_TASK DIRECTIONS:_
Leaving out the images, reproduce every line of the data that follows exactly.

Stored data
* * * * * * * * *
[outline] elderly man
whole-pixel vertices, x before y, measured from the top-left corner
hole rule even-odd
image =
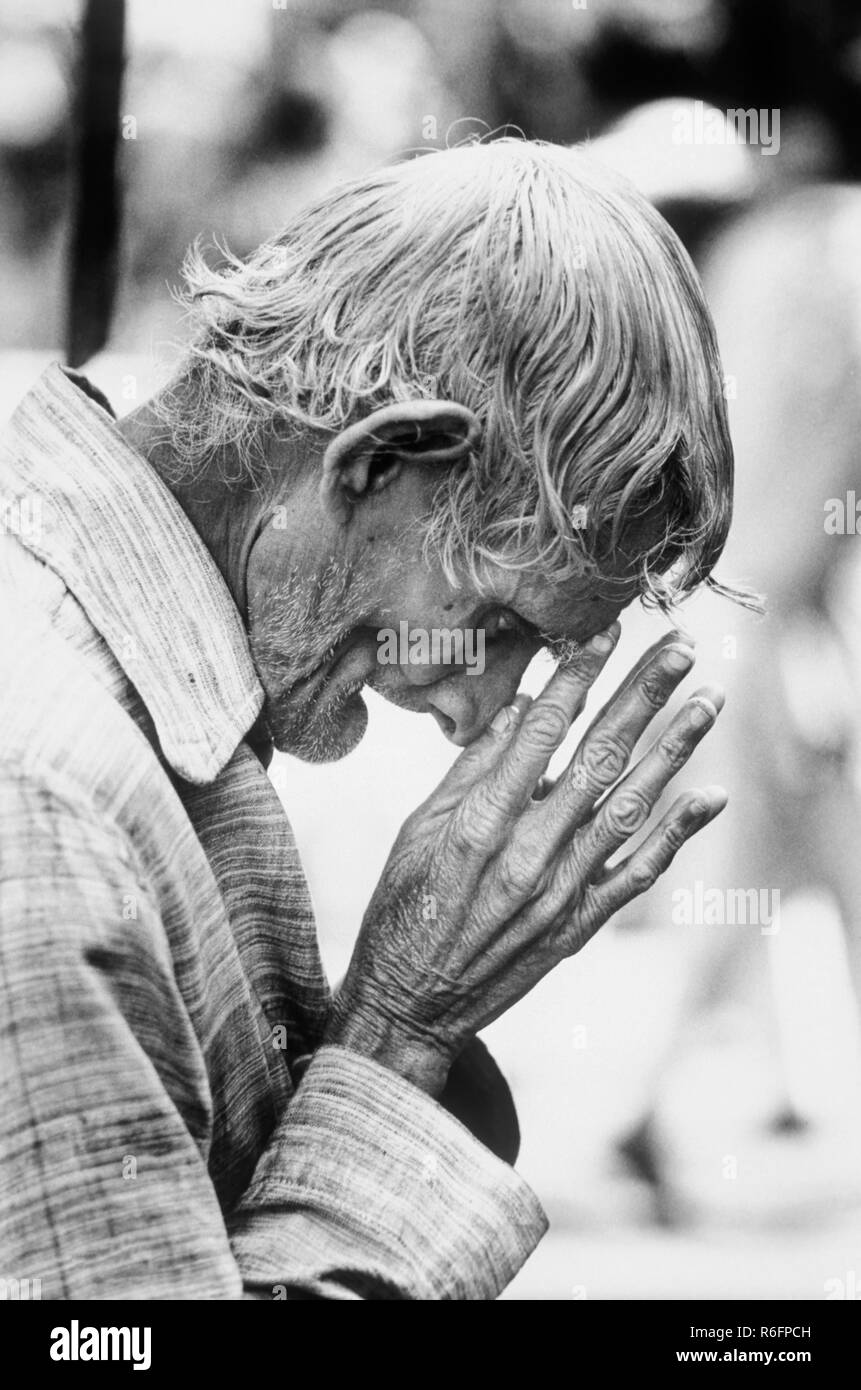
[[[624,850],[722,701],[626,774],[677,632],[533,795],[623,607],[720,587],[709,315],[631,188],[519,141],[186,272],[169,389],[117,422],[52,367],[2,447],[37,524],[0,538],[0,1268],[56,1298],[492,1298],[545,1221],[451,1113],[459,1059],[725,800]],[[480,633],[483,669],[380,661],[402,623]],[[333,1001],[265,766],[349,752],[364,685],[464,751]]]

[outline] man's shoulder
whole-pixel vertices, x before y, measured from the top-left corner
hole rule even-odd
[[[103,810],[161,774],[92,662],[37,606],[0,593],[0,777],[65,787]]]

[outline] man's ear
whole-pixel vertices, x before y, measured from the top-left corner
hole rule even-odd
[[[387,487],[405,464],[465,463],[480,434],[472,411],[450,401],[382,406],[329,441],[320,498],[332,517],[349,521],[353,503]]]

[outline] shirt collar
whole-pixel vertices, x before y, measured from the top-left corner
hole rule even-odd
[[[168,763],[212,781],[263,704],[239,612],[172,493],[56,363],[7,427],[0,487],[38,517],[22,544],[107,642]]]

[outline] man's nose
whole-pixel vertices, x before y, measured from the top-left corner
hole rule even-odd
[[[487,726],[498,709],[517,694],[529,655],[485,667],[479,675],[459,670],[436,680],[427,693],[428,708],[446,738],[465,748]]]

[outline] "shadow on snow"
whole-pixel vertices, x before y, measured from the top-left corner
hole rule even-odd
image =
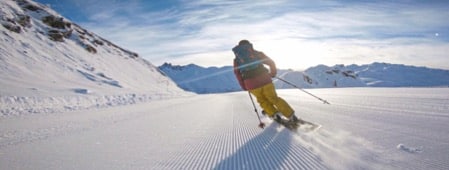
[[[290,130],[279,131],[278,127],[271,123],[214,169],[326,169],[307,148],[293,144],[294,134]]]

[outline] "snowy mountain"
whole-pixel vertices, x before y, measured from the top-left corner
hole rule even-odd
[[[164,63],[159,69],[187,91],[203,94],[240,90],[231,66],[204,68],[195,64],[179,66]]]
[[[354,71],[345,68],[343,65],[333,67],[318,65],[303,72],[289,70],[284,71],[279,77],[302,88],[366,86]],[[292,88],[291,85],[276,79],[274,83],[277,88]]]
[[[449,70],[388,63],[349,65],[345,68],[353,70],[371,87],[449,86]]]
[[[195,64],[174,66],[166,63],[159,68],[188,91],[220,93],[241,90],[232,66],[205,68]],[[318,65],[305,71],[278,70],[278,76],[301,88],[449,86],[449,70],[388,63]],[[292,88],[276,78],[273,80],[277,88]]]
[[[184,93],[138,54],[47,6],[8,0],[0,2],[0,9],[3,115],[123,105]]]
[[[187,66],[165,63],[159,66],[164,73],[184,90],[196,93],[221,93],[240,91],[241,88],[234,76],[233,67],[201,67],[195,64]],[[279,70],[280,78],[299,87],[329,88],[329,87],[364,87],[366,84],[354,71],[342,65],[328,67],[324,65],[307,69],[304,72]],[[277,88],[292,88],[282,81],[274,79]]]

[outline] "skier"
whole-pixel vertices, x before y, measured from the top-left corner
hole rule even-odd
[[[277,73],[274,61],[263,52],[254,50],[248,40],[241,40],[232,51],[235,54],[234,74],[242,89],[256,96],[262,113],[271,119],[280,119],[283,115],[289,122],[298,122],[294,110],[276,94],[271,80]],[[269,71],[264,64],[269,66]]]

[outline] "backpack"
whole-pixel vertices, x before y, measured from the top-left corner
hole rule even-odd
[[[232,51],[241,73],[257,69],[262,65],[262,61],[255,54],[252,44],[238,45],[232,48]]]

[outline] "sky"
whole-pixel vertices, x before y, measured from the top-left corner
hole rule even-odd
[[[449,1],[35,0],[155,65],[232,65],[242,39],[278,68],[449,69]]]

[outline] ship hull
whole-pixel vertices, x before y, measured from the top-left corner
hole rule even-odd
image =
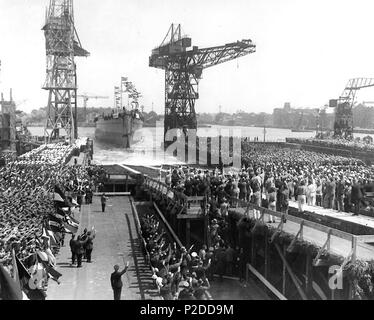
[[[135,131],[142,127],[142,120],[127,115],[117,119],[100,118],[96,121],[95,139],[116,147],[130,148],[137,142]]]

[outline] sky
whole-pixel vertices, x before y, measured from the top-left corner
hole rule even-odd
[[[49,0],[0,0],[0,91],[19,109],[47,105],[45,39]],[[196,111],[268,112],[290,102],[319,108],[350,78],[374,77],[372,0],[75,0],[75,25],[91,55],[77,58],[79,94],[110,96],[128,77],[145,111],[164,109],[164,71],[148,66],[171,23],[200,48],[251,39],[256,52],[203,71]],[[374,89],[358,101],[374,101]],[[82,106],[83,101],[79,100]]]

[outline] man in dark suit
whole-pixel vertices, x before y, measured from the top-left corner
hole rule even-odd
[[[87,232],[87,242],[86,242],[86,258],[87,262],[91,263],[91,254],[93,250],[93,240],[95,239],[96,233],[95,229],[92,229],[92,231]]]
[[[81,268],[82,267],[82,257],[83,257],[83,254],[85,252],[84,250],[84,245],[86,244],[87,242],[87,239],[86,240],[82,240],[81,236],[78,236],[77,240],[76,240],[76,255],[77,255],[77,261],[78,261],[78,265],[77,267],[78,268]]]
[[[122,275],[124,275],[129,267],[129,262],[126,262],[125,269],[119,271],[119,266],[116,264],[114,266],[114,272],[110,275],[110,283],[112,285],[114,300],[121,300],[122,292]]]
[[[105,193],[103,193],[102,196],[101,196],[101,210],[102,210],[102,212],[105,212],[105,206],[106,206],[107,199],[108,198],[105,196]]]
[[[75,240],[75,235],[71,236],[69,245],[70,245],[70,250],[71,250],[71,264],[75,264],[75,259],[77,257],[76,255],[76,241]]]
[[[360,213],[360,204],[363,198],[362,185],[357,179],[353,180],[353,186],[351,191],[351,202],[354,205],[354,216],[358,216]]]

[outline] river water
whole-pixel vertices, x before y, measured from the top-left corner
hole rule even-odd
[[[32,135],[42,136],[42,127],[30,127]],[[202,137],[215,136],[242,136],[253,140],[258,137],[259,141],[264,140],[264,128],[261,127],[227,127],[211,126],[210,128],[199,128],[197,134]],[[79,136],[88,137],[94,140],[94,162],[97,164],[127,164],[127,165],[161,165],[175,164],[177,160],[166,155],[160,150],[163,140],[163,130],[156,128],[143,128],[136,132],[140,142],[134,144],[129,150],[116,148],[99,141],[95,141],[95,128],[79,127]],[[265,141],[284,142],[286,138],[311,138],[315,132],[292,132],[289,129],[266,128]],[[355,134],[363,137],[365,134]]]

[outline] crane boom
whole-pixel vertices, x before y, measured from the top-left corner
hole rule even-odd
[[[162,44],[152,50],[149,66],[165,70],[165,128],[196,129],[195,101],[203,69],[254,53],[252,40],[199,49],[172,24]],[[167,142],[165,141],[165,147]]]
[[[374,78],[353,78],[346,84],[343,93],[336,100],[330,100],[330,107],[335,108],[334,137],[353,139],[353,105],[357,91],[374,87]]]
[[[83,98],[84,119],[86,121],[87,121],[87,103],[89,99],[109,99],[109,97],[106,97],[106,96],[88,96],[85,94],[80,94],[77,97]]]
[[[194,64],[202,66],[204,69],[216,66],[256,51],[256,46],[252,40],[242,40],[229,43],[223,46],[198,49],[192,51],[191,58]]]

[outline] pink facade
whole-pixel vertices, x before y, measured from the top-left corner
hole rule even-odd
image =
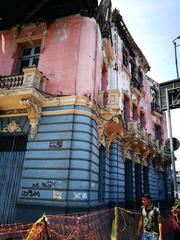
* * * * * * * * *
_ANSWER TO THIS EXERCISE:_
[outline] elderly man
whole-pixel vertices, x before y, measured from the top-left corner
hole rule even-odd
image =
[[[624,850],[722,701],[626,774],[677,632],[533,795],[623,607],[720,587],[709,315],[631,188],[519,141],[186,272],[169,389],[117,422],[52,367],[2,447],[37,524],[0,538],[0,1268],[56,1298],[492,1298],[545,1221],[451,1113],[459,1059],[725,800]],[[480,633],[483,669],[380,661],[402,623]],[[333,1001],[265,766],[349,752],[364,685],[464,751]]]

[outline] man's shoulder
whole-pixel vertices, x before y, measured from the top-left corner
hole rule even-odd
[[[103,810],[161,774],[92,662],[37,606],[0,593],[0,777],[65,787]]]

[outline] man's ear
whole-pixel vertices, x before y, measured from the top-left corner
hole rule even-odd
[[[387,487],[405,464],[465,463],[480,434],[472,411],[450,401],[382,406],[329,441],[320,498],[332,517],[349,521],[353,503]]]

[outline] shirt collar
whole-pixel vertices, x before y, measured from the top-left corner
hole rule even-odd
[[[168,763],[212,781],[263,704],[239,612],[172,493],[56,363],[7,427],[0,487],[38,517],[22,544],[107,642]]]

[outline] man's nose
whole-pixel vertices, x before y, measured from the top-left corner
hole rule even-odd
[[[487,726],[498,709],[517,694],[529,655],[485,667],[479,675],[459,670],[436,680],[427,693],[428,708],[446,738],[465,748]]]

[outline] "shadow on snow"
whole-pixel vertices, x before y, measured from the top-left corner
hole rule even-odd
image =
[[[290,130],[279,131],[278,127],[271,123],[214,169],[326,169],[307,148],[293,144],[294,134]]]

[outline] "snowy mountain"
whole-pixel vertices, x before y, measured from the top-left corner
hole rule even-odd
[[[164,63],[159,69],[187,91],[203,94],[240,90],[231,66],[204,68],[195,64],[179,66]]]
[[[354,71],[345,68],[343,65],[333,67],[318,65],[303,72],[289,70],[284,71],[279,77],[302,88],[366,86]],[[292,88],[291,85],[276,79],[274,83],[277,88]]]
[[[449,70],[388,63],[349,65],[345,68],[353,70],[371,87],[449,86]]]
[[[195,64],[174,66],[166,63],[159,68],[188,91],[220,93],[241,90],[232,66],[205,68]],[[318,65],[305,71],[278,70],[278,76],[301,88],[449,86],[449,70],[388,63]],[[292,88],[276,78],[273,80],[277,88]]]
[[[184,93],[138,54],[47,6],[8,0],[0,2],[0,9],[3,115],[123,105]]]
[[[187,66],[165,63],[159,66],[164,73],[184,90],[196,93],[221,93],[240,91],[241,88],[234,76],[233,67],[201,67],[195,64]],[[279,70],[280,78],[299,87],[329,88],[329,87],[364,87],[366,84],[354,71],[342,65],[328,67],[324,65],[307,69],[304,72]],[[277,88],[292,88],[282,81],[274,79]]]

[outline] "skier"
whole-pixel vertices, x before y, measured from the top-left corner
hole rule even-odd
[[[277,73],[274,61],[263,52],[254,50],[248,40],[241,40],[232,51],[235,54],[234,74],[242,89],[256,96],[262,113],[271,119],[280,119],[283,115],[289,122],[298,122],[294,110],[276,94],[271,80]],[[269,71],[264,64],[269,66]]]

[outline] "backpack"
whole-pixel vertices, x before y, measured from the top-left corner
hole rule even-odd
[[[232,51],[241,73],[257,69],[262,65],[262,61],[255,54],[252,44],[238,45],[232,48]]]

[outline] "sky"
whole-pixel vertices, x before y, measured from the top-left corner
hole rule even-odd
[[[449,1],[35,0],[155,65],[232,65],[242,39],[278,68],[449,69]]]

[outline] ship hull
whole-pixel vertices, x before y, measured from the top-left corner
hole rule even-odd
image =
[[[135,131],[142,127],[142,120],[127,115],[117,119],[100,118],[96,121],[95,139],[116,147],[130,148],[137,142]]]

[outline] sky
whole-pixel vertices, x before y, measured from the top-left corner
hole rule even-odd
[[[49,0],[0,0],[0,91],[19,109],[47,105],[45,39]],[[196,111],[268,112],[290,102],[319,108],[350,78],[374,77],[372,0],[75,0],[75,25],[91,55],[77,58],[79,94],[110,96],[128,77],[145,111],[164,109],[164,71],[148,66],[171,23],[200,48],[251,39],[256,52],[203,71]],[[374,89],[358,101],[374,101]],[[82,106],[83,101],[79,100]]]

[outline] man in dark suit
whole-pixel vertices, x before y, measured from the top-left corner
hole rule even-odd
[[[87,232],[87,242],[86,242],[86,258],[87,262],[91,263],[91,254],[93,250],[93,240],[95,239],[96,233],[95,229],[92,229],[92,231]]]
[[[81,268],[82,267],[82,257],[83,257],[83,254],[85,252],[84,250],[84,245],[86,244],[87,242],[87,239],[86,240],[82,240],[81,236],[78,236],[77,240],[76,240],[76,255],[77,255],[77,261],[78,261],[78,265],[77,267],[78,268]]]
[[[122,275],[124,275],[129,267],[129,262],[126,262],[125,269],[119,271],[119,266],[116,264],[114,266],[114,272],[110,275],[110,283],[112,285],[114,300],[121,300],[122,292]]]
[[[105,193],[103,193],[102,196],[101,196],[101,210],[102,210],[102,212],[105,212],[105,206],[106,206],[107,199],[108,198],[105,196]]]
[[[75,240],[75,235],[71,236],[69,245],[70,245],[70,250],[71,250],[71,264],[75,264],[75,259],[77,257],[76,255],[76,241]]]
[[[360,213],[360,204],[363,198],[362,185],[357,179],[353,180],[353,186],[351,191],[351,202],[354,205],[354,216],[358,216]]]

[outline] river water
whole-pixel vertices, x before y, measured from the top-left corner
hole rule even-odd
[[[32,135],[42,136],[42,127],[30,127]],[[202,137],[215,136],[242,136],[253,140],[258,137],[259,141],[264,140],[264,128],[261,127],[227,127],[211,126],[210,128],[199,128],[197,134]],[[79,136],[88,137],[94,140],[94,162],[97,164],[127,164],[127,165],[161,165],[175,164],[177,160],[166,155],[160,150],[163,140],[163,130],[156,128],[143,128],[136,132],[140,142],[134,144],[129,150],[116,148],[99,141],[95,141],[95,128],[79,127]],[[265,141],[284,142],[286,138],[311,138],[315,132],[292,132],[289,129],[266,128]],[[355,134],[363,137],[365,134]]]

[outline] crane boom
whole-pixel vertices, x before y, measured from the top-left corner
hole rule even-odd
[[[162,44],[152,50],[149,66],[165,70],[165,128],[196,129],[195,101],[203,69],[254,53],[252,40],[199,49],[172,24]],[[167,142],[165,141],[165,147]]]
[[[374,78],[353,78],[346,84],[343,93],[336,100],[330,100],[330,107],[335,108],[334,137],[353,139],[353,105],[357,91],[374,87]]]
[[[83,98],[84,119],[86,121],[87,121],[87,103],[89,99],[109,99],[109,97],[106,97],[106,96],[88,96],[85,94],[80,94],[77,97]]]
[[[194,64],[202,66],[204,69],[216,66],[256,51],[256,46],[252,40],[242,40],[229,43],[223,46],[198,49],[192,51],[191,58]]]

[outline] pink facade
whole-pixel vertices, x before y, measured from the top-left corner
hole rule even-odd
image =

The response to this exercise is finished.